• _The exercise_
How many lines in the data below contain the string "background", with case counting? Give only the number.

• _Data for processing_
** Start **
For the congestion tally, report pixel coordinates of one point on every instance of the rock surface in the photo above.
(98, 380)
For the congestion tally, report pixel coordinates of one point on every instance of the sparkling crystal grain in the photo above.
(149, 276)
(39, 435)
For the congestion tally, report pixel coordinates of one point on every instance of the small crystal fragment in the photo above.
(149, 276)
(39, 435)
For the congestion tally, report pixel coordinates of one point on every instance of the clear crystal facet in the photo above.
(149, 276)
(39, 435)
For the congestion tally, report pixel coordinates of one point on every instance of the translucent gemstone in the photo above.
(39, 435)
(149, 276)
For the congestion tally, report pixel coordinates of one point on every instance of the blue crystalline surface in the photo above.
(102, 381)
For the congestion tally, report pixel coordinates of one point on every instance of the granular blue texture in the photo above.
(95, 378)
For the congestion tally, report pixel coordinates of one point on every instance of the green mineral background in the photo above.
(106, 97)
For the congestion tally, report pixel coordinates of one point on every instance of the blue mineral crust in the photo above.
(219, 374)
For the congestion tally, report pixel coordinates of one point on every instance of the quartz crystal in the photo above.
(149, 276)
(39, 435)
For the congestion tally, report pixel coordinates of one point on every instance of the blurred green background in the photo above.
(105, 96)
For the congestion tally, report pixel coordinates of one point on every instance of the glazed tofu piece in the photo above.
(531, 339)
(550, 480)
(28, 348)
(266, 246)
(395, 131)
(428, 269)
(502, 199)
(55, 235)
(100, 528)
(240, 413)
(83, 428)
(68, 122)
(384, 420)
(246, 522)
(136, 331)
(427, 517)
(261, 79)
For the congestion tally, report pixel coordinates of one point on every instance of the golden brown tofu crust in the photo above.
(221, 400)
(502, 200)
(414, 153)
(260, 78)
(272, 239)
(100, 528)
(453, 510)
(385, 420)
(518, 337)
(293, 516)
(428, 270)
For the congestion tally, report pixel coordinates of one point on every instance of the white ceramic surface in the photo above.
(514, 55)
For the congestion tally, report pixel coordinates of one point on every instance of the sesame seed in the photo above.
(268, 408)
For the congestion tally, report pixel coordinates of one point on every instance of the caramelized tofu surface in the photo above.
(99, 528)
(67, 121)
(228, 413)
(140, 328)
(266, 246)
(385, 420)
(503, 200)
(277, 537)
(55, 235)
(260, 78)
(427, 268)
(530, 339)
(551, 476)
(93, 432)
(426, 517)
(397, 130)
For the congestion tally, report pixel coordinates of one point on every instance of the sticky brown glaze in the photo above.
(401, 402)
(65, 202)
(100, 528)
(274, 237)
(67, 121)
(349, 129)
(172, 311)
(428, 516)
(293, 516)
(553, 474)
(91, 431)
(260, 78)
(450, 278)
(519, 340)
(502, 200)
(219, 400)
** End **
** Start **
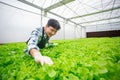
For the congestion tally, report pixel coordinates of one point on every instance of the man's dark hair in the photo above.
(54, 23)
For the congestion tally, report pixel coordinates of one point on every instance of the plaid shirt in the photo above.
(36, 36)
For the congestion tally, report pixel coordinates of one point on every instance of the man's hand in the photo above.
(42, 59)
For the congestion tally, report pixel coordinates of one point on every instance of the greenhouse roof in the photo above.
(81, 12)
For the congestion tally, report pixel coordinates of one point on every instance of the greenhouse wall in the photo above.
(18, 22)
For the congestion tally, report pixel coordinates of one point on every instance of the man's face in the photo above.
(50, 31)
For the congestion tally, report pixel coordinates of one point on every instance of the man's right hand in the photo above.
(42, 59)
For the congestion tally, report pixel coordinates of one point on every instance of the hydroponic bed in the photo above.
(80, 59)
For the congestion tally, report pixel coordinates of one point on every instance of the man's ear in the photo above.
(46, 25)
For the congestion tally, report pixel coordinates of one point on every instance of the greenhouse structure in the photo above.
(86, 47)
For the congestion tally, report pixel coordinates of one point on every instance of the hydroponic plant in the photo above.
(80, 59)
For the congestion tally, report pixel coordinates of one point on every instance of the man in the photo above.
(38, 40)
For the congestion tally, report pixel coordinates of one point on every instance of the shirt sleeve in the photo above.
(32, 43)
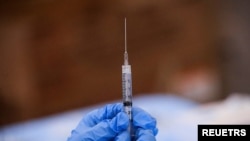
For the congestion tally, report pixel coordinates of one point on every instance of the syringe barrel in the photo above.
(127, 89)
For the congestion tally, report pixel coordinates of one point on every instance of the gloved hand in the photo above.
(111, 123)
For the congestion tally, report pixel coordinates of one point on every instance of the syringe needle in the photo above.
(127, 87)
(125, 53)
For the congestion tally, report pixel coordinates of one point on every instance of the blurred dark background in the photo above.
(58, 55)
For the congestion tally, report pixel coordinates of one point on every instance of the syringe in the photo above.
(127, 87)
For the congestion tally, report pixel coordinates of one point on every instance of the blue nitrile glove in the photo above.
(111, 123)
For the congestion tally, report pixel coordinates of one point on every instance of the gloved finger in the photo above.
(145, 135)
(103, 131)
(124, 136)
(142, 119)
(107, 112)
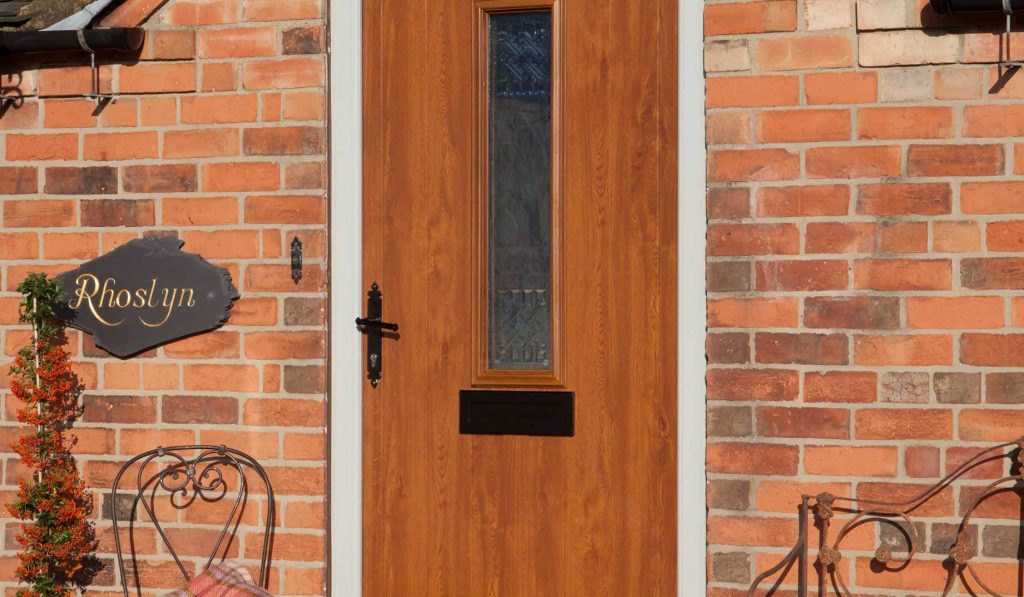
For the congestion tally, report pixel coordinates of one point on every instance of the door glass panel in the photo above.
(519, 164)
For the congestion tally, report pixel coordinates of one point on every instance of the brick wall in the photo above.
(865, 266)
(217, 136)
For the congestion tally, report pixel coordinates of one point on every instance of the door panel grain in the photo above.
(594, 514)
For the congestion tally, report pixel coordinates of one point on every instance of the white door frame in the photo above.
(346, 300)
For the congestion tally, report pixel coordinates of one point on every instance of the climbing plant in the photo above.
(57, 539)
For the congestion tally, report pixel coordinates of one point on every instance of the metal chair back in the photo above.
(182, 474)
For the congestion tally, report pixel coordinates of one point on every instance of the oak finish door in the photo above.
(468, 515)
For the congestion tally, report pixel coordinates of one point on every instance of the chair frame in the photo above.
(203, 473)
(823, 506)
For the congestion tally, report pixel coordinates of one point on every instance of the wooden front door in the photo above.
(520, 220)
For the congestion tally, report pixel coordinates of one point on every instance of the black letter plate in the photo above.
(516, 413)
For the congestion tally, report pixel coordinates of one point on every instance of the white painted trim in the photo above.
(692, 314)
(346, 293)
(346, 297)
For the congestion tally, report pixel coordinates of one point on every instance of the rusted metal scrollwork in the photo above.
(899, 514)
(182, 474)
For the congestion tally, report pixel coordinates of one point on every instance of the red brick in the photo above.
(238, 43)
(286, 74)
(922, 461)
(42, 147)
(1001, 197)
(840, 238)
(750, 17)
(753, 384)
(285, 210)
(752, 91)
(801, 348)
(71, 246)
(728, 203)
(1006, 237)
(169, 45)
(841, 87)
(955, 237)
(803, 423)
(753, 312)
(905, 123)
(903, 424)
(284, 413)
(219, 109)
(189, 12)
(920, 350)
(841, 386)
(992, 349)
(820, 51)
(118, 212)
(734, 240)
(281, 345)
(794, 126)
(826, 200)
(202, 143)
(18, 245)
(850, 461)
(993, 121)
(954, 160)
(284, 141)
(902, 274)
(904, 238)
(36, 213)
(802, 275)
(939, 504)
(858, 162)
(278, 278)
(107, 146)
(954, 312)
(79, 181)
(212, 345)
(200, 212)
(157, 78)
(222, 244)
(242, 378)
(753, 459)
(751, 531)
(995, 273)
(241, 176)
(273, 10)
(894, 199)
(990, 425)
** End **
• _Solution to this exercise_
3